Begin with the line that contains "[locate] lizard claw" and transcribe each line after it, up to and including the last line of the listing below.

====

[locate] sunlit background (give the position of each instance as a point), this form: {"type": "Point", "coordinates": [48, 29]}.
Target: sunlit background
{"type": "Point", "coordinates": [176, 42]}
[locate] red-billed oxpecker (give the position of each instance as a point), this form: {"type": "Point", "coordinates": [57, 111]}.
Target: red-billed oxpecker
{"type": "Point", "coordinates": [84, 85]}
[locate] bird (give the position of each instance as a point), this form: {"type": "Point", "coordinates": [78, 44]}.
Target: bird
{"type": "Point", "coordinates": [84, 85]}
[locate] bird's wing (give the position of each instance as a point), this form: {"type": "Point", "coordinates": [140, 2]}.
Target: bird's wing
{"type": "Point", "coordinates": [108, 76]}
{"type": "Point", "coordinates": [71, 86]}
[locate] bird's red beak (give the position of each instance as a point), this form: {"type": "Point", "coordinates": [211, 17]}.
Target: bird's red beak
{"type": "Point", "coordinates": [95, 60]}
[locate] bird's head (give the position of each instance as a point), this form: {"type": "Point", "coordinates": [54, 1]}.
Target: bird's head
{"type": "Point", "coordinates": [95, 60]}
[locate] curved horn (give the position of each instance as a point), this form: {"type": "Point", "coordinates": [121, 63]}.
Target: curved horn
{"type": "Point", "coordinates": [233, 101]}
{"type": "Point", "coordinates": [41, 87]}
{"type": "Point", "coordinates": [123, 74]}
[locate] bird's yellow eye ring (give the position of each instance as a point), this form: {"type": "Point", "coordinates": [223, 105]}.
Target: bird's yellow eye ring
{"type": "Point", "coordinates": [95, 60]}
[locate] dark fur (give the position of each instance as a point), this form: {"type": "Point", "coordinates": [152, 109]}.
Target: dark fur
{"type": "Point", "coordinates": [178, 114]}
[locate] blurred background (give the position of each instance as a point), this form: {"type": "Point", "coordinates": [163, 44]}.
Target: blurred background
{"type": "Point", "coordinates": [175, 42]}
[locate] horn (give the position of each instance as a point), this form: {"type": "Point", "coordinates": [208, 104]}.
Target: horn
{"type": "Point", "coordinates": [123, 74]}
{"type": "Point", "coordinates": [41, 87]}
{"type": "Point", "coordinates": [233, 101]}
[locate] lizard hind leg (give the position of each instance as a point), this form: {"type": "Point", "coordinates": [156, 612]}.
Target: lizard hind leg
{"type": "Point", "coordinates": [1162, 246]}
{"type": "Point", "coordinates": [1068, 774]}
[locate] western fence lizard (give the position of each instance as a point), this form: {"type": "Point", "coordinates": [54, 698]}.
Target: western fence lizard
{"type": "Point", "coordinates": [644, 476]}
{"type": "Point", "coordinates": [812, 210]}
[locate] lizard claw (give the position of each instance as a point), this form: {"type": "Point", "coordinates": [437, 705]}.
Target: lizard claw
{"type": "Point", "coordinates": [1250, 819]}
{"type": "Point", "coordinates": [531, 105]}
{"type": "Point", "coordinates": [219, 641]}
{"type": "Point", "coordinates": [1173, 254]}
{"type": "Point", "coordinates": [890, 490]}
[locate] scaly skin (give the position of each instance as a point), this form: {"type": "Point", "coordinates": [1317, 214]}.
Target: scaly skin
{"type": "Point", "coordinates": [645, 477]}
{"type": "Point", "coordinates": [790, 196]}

====

CORRECT OUTPUT:
[locate] lizard claw (give the position of each instance as a point), this form: {"type": "Point", "coordinates": [437, 705]}.
Target: lizard claw
{"type": "Point", "coordinates": [1250, 819]}
{"type": "Point", "coordinates": [531, 105]}
{"type": "Point", "coordinates": [219, 641]}
{"type": "Point", "coordinates": [1173, 254]}
{"type": "Point", "coordinates": [890, 490]}
[locate] scaly skin (give the position of each instance as a point), this form: {"type": "Point", "coordinates": [1317, 214]}.
Target: scaly skin
{"type": "Point", "coordinates": [645, 477]}
{"type": "Point", "coordinates": [790, 196]}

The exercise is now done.